Determine how many lines of the entries below contain the string "trunk", where uppercase and lowercase letters are treated as different. Give only the number.
-- Begin Data records --
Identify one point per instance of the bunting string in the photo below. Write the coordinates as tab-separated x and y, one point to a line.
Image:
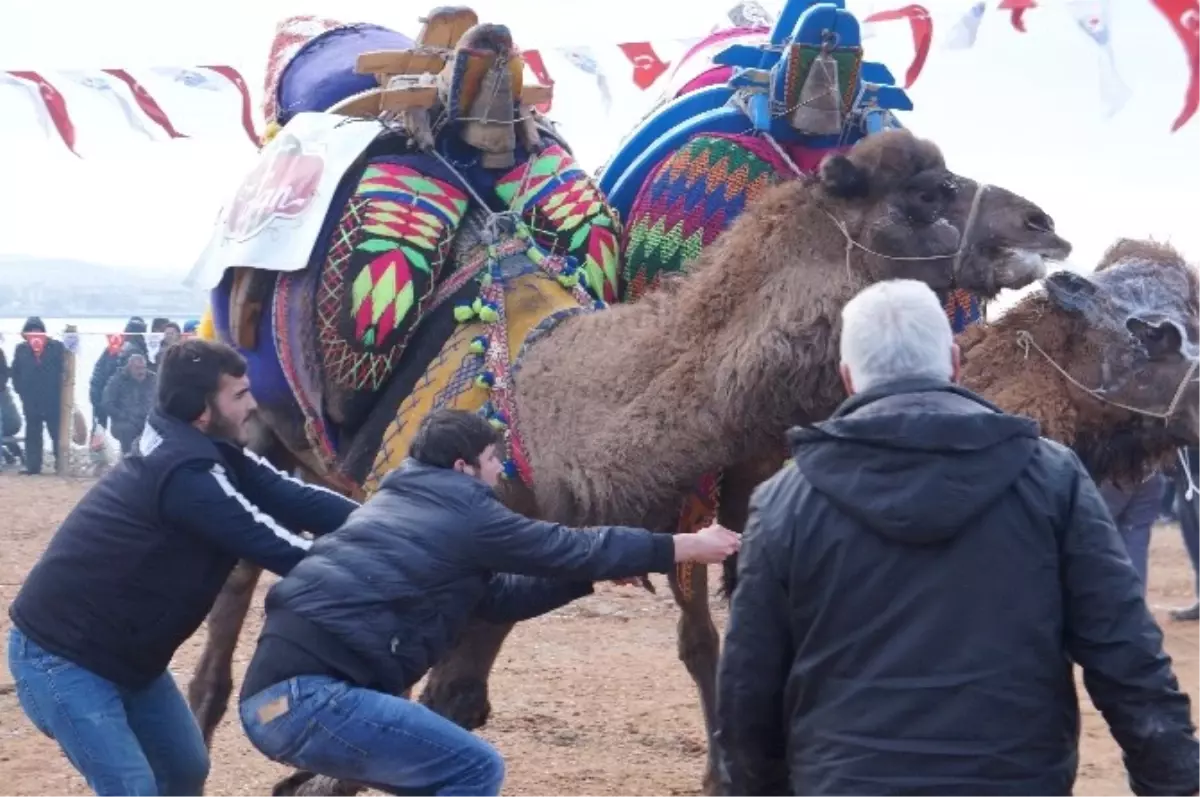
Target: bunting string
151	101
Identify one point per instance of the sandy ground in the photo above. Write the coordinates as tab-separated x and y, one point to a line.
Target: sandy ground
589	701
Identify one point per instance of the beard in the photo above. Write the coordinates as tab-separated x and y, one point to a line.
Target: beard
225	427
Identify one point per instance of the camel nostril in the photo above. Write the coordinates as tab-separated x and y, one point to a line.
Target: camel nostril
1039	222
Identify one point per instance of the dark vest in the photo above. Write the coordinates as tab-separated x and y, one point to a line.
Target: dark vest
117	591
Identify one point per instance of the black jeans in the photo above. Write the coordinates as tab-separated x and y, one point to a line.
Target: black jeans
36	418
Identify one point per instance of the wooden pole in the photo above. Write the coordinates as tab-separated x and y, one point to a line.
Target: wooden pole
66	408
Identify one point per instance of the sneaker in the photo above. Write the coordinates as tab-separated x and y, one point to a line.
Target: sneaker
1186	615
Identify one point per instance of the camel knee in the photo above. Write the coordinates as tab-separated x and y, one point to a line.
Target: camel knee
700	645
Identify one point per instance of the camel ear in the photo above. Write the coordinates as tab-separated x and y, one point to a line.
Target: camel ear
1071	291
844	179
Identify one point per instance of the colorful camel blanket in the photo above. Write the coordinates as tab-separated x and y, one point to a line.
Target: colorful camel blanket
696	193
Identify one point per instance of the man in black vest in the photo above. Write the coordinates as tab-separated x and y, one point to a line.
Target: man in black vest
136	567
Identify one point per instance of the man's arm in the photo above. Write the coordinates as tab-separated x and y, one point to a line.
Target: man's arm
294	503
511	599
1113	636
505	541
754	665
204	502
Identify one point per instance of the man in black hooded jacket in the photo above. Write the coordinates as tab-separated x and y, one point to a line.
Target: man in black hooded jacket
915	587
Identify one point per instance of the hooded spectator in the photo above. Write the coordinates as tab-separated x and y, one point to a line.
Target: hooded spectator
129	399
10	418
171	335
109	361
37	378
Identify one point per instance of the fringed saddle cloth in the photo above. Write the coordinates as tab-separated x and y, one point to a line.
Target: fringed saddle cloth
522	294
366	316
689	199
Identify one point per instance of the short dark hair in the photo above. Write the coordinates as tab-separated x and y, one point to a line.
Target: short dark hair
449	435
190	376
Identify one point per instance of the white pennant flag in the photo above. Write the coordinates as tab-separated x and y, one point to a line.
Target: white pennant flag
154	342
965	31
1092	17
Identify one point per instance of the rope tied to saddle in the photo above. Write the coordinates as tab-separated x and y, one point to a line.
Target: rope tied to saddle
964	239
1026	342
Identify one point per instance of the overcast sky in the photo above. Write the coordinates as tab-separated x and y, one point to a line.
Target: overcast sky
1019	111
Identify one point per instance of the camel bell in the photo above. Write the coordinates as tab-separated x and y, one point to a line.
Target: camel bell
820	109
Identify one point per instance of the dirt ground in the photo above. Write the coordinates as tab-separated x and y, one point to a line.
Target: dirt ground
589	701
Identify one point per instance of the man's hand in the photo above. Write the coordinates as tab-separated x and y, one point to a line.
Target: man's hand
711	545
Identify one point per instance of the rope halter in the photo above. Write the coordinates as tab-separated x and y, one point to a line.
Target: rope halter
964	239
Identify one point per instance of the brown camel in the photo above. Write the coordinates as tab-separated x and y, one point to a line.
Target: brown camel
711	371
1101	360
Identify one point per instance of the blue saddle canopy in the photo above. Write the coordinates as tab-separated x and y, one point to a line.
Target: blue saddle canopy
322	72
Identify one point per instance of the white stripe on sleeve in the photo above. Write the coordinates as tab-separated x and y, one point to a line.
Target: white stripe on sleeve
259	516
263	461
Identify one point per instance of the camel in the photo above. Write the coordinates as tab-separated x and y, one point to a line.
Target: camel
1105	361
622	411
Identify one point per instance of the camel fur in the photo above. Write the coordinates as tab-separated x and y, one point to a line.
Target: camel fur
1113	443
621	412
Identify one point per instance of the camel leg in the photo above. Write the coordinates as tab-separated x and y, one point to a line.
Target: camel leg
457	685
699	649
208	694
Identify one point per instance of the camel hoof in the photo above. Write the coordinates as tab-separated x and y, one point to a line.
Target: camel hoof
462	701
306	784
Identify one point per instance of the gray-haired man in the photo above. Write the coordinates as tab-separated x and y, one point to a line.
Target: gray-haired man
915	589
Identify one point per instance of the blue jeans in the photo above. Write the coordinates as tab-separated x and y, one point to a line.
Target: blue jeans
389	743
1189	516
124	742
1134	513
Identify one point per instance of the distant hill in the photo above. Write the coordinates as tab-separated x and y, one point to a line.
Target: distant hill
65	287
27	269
-- End Data records --
-- Begin Data records --
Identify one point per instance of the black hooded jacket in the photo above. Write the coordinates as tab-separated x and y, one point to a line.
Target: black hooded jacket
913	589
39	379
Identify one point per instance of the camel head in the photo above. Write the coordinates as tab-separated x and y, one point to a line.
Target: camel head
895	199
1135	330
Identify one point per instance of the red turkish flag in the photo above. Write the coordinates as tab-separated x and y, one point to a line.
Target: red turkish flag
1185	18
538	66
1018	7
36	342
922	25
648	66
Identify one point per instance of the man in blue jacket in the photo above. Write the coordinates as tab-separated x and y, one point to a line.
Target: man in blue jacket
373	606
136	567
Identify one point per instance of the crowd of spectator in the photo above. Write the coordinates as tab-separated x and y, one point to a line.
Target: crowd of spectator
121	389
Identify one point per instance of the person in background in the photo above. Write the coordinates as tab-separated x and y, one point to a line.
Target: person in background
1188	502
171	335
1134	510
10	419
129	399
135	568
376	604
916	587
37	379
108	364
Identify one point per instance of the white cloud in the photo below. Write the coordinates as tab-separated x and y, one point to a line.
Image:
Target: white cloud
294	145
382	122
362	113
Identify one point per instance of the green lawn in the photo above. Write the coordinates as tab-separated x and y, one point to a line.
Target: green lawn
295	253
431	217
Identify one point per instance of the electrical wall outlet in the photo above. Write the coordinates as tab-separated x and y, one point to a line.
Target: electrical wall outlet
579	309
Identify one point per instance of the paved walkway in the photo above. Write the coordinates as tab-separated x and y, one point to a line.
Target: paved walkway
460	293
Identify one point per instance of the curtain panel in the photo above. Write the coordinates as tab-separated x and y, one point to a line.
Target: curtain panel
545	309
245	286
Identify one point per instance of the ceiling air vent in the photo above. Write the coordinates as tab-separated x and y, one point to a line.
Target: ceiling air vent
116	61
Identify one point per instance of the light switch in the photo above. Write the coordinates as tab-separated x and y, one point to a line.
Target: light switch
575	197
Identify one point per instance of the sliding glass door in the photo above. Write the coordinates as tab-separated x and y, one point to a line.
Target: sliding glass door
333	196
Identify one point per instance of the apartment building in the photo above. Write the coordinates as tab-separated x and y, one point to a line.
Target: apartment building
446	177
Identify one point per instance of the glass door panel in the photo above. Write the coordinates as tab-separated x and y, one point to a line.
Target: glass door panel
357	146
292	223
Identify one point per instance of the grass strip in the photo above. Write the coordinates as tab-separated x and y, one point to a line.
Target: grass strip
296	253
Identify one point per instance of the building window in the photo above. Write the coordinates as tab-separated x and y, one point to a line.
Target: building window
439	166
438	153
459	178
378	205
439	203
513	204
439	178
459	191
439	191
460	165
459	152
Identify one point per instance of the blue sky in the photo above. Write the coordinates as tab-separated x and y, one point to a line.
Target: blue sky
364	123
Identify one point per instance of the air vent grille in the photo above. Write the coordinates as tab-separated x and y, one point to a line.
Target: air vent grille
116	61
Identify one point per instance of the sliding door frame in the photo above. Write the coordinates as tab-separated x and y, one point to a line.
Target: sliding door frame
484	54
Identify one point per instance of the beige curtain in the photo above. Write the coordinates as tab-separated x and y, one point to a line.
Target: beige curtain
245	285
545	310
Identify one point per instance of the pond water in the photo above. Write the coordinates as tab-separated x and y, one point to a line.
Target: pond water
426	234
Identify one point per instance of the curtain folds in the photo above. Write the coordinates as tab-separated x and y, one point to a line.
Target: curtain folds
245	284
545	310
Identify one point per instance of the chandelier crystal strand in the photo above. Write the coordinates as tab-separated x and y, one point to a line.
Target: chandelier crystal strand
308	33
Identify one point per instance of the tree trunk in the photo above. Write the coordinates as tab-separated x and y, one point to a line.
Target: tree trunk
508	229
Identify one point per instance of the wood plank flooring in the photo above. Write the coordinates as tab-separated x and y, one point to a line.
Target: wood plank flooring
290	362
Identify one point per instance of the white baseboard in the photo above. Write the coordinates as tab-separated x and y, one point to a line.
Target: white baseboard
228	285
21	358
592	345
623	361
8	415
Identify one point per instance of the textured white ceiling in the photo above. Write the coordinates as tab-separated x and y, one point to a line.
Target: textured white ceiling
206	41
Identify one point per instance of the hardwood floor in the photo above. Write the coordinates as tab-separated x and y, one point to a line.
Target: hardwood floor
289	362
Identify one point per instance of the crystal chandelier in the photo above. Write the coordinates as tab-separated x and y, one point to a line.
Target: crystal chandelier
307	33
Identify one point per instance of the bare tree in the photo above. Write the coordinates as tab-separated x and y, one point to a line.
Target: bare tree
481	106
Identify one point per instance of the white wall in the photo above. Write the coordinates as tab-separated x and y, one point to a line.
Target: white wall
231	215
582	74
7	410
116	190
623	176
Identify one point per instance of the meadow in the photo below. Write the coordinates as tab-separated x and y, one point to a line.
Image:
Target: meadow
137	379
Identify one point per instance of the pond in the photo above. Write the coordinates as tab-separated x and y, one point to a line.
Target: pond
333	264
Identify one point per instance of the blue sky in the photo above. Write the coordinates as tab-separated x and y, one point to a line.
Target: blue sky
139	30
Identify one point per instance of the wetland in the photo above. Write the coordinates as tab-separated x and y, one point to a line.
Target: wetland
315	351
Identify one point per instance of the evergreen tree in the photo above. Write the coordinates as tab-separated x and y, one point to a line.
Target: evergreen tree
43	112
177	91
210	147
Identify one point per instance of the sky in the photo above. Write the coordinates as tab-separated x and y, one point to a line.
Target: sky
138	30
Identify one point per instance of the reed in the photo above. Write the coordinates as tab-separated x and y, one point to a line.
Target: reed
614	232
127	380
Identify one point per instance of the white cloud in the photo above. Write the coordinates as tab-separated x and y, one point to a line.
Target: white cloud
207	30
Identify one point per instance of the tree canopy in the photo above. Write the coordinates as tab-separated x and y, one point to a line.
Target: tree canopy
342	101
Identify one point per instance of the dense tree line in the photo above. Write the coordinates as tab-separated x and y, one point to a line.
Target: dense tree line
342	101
-- End Data records --
-- Begin Data records --
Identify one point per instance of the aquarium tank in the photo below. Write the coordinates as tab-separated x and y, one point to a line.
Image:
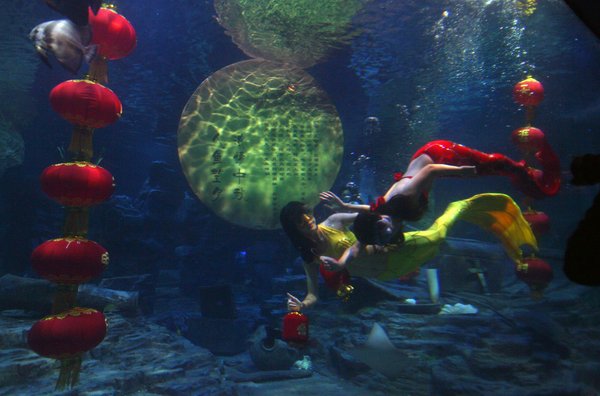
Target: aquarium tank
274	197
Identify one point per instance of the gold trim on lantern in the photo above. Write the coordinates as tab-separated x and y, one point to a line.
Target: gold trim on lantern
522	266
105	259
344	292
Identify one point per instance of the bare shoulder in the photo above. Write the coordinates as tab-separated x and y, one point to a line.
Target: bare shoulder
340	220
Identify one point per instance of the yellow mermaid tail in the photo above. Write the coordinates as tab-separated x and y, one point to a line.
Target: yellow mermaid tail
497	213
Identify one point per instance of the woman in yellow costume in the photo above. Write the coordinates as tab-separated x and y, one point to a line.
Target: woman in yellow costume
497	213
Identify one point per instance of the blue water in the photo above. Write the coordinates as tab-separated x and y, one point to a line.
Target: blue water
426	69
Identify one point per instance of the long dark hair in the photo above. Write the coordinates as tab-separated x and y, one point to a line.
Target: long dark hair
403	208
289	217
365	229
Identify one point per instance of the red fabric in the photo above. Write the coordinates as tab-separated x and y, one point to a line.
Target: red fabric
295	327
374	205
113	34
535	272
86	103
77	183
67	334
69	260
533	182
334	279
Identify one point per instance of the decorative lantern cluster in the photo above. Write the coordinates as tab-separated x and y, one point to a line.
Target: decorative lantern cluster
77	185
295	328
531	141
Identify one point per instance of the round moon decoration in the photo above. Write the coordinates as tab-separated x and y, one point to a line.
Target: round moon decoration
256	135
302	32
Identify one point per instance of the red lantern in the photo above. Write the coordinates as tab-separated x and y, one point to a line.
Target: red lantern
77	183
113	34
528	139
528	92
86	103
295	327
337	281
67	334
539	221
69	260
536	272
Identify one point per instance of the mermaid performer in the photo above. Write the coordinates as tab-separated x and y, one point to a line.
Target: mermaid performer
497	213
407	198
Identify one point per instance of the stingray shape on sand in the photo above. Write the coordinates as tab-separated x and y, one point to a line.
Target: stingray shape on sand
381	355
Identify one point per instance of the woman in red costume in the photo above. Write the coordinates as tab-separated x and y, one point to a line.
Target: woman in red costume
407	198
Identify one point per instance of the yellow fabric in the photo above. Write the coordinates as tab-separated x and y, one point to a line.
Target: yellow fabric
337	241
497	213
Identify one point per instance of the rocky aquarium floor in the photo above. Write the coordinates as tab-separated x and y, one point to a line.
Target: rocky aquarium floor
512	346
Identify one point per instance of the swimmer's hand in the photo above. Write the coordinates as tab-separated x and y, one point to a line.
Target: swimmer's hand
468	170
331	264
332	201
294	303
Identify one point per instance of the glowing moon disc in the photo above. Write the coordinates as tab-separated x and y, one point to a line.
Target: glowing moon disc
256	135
-- End Data records --
__Problem solution__
2